(Outline entries for labeled areas)

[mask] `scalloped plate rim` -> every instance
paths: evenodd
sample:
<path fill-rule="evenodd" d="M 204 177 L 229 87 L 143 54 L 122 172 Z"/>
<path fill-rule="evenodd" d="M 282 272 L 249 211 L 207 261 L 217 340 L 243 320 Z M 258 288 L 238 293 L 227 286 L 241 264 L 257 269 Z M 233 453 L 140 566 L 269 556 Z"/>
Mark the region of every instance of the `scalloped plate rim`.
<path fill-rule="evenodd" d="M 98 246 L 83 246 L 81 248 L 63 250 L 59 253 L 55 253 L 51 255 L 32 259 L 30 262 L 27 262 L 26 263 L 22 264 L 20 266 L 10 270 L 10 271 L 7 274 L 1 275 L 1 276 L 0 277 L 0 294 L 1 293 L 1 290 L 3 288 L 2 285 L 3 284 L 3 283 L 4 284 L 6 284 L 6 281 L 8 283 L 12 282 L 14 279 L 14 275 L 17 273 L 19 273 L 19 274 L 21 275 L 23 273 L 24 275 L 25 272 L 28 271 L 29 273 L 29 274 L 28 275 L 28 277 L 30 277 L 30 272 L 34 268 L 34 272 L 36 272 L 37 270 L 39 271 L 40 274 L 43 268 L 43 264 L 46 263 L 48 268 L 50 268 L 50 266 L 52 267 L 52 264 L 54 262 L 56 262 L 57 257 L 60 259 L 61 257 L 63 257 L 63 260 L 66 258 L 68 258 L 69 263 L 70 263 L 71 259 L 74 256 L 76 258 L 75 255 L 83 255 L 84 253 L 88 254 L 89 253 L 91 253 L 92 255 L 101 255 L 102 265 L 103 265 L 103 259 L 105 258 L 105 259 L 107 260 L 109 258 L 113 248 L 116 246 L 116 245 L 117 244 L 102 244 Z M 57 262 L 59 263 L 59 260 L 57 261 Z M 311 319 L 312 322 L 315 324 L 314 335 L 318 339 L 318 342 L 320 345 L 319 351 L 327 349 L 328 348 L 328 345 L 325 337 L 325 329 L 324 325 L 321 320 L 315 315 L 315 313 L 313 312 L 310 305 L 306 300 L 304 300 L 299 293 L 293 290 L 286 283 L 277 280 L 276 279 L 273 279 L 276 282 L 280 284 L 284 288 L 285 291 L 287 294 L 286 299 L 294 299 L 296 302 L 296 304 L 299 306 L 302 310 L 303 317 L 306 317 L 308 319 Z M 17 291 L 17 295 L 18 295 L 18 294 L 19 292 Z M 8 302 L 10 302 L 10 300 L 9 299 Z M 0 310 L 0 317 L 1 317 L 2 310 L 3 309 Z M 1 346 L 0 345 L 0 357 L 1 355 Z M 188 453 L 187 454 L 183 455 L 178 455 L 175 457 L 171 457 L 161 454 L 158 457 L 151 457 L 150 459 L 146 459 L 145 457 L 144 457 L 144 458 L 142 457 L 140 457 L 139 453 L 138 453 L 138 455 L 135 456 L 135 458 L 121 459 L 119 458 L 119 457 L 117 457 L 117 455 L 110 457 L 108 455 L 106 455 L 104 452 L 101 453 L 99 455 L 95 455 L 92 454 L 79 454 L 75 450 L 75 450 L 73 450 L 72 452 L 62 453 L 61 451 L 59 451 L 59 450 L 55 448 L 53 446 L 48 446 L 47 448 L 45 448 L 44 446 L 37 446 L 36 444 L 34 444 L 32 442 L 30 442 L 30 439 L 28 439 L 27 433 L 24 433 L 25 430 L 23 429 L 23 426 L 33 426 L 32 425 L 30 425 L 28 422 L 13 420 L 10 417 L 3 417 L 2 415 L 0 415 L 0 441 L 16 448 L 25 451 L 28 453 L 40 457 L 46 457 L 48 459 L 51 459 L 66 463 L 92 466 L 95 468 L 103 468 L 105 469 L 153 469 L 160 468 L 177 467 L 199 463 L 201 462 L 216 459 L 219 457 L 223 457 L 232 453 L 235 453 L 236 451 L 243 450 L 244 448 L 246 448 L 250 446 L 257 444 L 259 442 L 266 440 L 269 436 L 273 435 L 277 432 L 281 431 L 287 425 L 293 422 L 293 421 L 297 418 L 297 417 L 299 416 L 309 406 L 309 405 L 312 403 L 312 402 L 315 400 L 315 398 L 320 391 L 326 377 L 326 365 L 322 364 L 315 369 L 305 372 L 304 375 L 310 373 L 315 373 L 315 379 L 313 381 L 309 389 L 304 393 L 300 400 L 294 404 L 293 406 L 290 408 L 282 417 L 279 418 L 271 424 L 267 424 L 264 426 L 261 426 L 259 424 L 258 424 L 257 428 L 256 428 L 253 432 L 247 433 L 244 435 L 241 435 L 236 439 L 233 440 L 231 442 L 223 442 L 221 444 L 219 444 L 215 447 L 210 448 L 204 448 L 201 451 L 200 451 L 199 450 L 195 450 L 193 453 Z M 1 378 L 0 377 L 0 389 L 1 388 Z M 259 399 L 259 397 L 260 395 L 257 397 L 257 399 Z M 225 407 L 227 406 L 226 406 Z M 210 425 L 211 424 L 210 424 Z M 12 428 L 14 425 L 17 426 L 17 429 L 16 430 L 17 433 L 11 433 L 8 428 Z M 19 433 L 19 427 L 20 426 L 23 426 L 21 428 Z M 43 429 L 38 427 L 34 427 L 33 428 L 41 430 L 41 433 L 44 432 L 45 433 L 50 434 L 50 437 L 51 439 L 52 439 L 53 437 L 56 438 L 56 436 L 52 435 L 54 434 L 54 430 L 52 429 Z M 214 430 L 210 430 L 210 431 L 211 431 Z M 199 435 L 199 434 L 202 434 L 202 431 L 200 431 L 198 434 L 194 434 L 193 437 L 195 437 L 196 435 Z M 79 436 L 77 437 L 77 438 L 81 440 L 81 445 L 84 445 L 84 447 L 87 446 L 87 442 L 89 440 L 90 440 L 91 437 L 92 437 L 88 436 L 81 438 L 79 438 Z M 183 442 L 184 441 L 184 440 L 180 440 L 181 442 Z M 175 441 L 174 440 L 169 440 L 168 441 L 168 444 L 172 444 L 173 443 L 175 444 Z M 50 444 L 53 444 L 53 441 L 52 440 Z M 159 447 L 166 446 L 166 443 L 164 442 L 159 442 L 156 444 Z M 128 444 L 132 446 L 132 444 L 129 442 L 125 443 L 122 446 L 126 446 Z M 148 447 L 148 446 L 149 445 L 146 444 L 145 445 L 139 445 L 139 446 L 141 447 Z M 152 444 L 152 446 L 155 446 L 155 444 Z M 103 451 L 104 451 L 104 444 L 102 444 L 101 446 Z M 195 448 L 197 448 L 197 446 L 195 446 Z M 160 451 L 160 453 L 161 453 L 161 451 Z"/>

# Requirements
Copy out each line above that contains the string "instance", matching case exactly.

# Output for this task
[mask] `scalloped plate rim` -> every instance
Mark the region of every instance of the `scalloped plate rim`.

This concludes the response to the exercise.